> **Exercise**
Search the material below for the string "capped" and list each line that holds it.

> **Material to process**
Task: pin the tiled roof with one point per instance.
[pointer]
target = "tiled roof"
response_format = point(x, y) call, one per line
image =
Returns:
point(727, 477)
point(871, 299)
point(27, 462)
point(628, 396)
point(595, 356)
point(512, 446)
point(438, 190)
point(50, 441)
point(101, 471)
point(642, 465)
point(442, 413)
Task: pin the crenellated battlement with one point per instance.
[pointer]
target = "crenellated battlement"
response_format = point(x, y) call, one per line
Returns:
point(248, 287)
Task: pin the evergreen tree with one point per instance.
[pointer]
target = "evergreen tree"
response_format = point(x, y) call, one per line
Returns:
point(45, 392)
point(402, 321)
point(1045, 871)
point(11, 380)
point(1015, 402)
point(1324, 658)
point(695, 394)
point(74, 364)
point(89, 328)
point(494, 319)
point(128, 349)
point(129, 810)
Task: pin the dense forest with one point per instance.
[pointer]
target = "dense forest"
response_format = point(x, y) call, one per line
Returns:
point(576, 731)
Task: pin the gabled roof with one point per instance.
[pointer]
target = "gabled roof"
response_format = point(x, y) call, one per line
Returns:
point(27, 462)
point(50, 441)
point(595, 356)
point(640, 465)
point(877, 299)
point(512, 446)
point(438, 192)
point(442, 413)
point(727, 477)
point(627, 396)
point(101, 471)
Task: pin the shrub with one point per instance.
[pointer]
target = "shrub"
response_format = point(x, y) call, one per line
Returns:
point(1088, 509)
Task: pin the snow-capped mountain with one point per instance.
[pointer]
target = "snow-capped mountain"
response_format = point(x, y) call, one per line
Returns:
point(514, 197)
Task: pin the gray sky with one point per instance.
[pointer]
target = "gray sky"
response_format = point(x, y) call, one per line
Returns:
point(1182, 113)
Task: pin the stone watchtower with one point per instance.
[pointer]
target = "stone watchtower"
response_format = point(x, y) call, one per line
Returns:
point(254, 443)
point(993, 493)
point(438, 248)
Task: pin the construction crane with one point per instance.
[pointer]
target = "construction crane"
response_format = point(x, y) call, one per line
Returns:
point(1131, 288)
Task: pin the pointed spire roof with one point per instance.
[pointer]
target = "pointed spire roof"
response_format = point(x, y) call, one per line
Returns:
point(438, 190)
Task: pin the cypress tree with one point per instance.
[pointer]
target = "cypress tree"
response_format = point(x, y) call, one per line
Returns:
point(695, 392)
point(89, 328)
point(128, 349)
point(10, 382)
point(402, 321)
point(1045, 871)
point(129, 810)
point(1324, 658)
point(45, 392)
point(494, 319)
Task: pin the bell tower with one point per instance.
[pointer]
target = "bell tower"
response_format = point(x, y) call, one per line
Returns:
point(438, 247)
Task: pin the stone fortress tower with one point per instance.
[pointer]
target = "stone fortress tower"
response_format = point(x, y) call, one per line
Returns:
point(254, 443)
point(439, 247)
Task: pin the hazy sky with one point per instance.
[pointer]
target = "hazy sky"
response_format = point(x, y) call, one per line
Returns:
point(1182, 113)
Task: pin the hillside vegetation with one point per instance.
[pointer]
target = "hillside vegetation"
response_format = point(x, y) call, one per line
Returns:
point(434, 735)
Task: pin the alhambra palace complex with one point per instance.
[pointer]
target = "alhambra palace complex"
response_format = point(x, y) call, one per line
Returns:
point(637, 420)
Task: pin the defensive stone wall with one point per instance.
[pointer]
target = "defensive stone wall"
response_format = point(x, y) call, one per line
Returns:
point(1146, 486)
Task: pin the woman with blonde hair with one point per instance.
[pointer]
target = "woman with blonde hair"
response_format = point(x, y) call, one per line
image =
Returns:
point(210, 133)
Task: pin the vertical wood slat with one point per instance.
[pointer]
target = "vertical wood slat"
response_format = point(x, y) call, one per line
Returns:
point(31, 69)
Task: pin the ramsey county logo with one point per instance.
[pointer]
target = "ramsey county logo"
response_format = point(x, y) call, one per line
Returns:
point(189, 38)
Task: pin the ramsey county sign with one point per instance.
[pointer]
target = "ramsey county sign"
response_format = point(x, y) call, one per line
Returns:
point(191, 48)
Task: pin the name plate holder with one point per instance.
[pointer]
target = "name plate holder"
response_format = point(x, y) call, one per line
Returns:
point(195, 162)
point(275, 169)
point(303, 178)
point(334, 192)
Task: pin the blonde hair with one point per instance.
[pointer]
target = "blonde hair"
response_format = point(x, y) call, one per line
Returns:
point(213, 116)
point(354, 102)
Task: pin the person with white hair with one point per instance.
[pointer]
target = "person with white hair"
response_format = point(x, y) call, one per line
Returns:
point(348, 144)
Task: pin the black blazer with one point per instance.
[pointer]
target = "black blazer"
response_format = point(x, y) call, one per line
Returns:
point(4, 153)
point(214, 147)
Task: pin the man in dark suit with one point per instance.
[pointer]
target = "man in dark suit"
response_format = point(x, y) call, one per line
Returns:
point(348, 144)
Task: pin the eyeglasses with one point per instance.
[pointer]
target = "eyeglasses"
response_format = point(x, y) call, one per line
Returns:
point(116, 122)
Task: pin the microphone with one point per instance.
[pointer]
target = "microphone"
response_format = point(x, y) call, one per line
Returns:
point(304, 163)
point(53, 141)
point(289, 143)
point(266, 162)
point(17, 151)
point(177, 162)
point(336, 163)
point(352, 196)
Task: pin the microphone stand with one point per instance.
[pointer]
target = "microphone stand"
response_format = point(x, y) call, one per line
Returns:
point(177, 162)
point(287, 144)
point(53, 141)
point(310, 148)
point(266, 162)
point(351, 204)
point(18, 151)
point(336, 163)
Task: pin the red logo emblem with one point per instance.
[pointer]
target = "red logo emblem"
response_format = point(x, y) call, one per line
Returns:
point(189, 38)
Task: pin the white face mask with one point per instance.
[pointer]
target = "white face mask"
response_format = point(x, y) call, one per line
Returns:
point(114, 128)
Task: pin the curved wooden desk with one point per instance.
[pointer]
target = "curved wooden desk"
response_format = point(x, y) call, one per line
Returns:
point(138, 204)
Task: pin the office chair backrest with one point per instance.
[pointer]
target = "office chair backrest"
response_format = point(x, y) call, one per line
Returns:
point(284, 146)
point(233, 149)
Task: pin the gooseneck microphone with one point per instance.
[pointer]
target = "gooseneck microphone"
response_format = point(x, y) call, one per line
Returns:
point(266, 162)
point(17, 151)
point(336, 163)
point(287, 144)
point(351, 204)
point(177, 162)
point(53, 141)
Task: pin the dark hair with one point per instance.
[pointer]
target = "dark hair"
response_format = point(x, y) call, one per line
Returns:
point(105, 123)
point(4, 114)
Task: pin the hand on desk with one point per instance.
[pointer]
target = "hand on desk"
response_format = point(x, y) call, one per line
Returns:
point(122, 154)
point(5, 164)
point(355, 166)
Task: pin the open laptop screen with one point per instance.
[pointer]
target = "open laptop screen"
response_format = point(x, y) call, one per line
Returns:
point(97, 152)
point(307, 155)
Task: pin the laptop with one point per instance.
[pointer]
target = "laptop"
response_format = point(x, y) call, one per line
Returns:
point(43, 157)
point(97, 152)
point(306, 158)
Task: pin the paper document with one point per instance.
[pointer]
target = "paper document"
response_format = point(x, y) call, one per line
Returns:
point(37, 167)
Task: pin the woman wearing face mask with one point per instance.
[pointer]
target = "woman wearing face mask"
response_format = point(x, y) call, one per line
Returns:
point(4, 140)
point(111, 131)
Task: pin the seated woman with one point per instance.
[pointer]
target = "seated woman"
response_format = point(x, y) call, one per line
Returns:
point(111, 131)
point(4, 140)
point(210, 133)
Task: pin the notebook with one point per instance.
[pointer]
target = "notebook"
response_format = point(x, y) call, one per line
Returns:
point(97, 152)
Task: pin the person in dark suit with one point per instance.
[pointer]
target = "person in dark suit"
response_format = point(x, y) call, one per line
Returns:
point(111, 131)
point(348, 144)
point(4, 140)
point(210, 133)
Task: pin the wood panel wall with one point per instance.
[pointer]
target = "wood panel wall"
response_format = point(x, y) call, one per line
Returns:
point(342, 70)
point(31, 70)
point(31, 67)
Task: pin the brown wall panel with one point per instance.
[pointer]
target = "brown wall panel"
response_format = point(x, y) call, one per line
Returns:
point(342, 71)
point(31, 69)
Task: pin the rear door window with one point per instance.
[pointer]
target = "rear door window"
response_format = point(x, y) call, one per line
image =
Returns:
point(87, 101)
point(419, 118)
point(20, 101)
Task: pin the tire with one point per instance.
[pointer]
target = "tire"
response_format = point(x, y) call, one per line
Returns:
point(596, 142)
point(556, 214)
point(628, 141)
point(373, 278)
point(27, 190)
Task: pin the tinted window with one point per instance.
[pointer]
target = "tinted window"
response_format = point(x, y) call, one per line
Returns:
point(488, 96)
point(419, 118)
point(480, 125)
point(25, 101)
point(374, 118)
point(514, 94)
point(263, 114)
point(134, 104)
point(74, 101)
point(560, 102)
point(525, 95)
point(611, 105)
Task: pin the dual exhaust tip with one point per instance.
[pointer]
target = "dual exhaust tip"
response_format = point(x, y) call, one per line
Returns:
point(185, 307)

> **Solution to the exercise**
Task: pin the snow-capped mountain with one point per instance.
target = "snow-capped mountain"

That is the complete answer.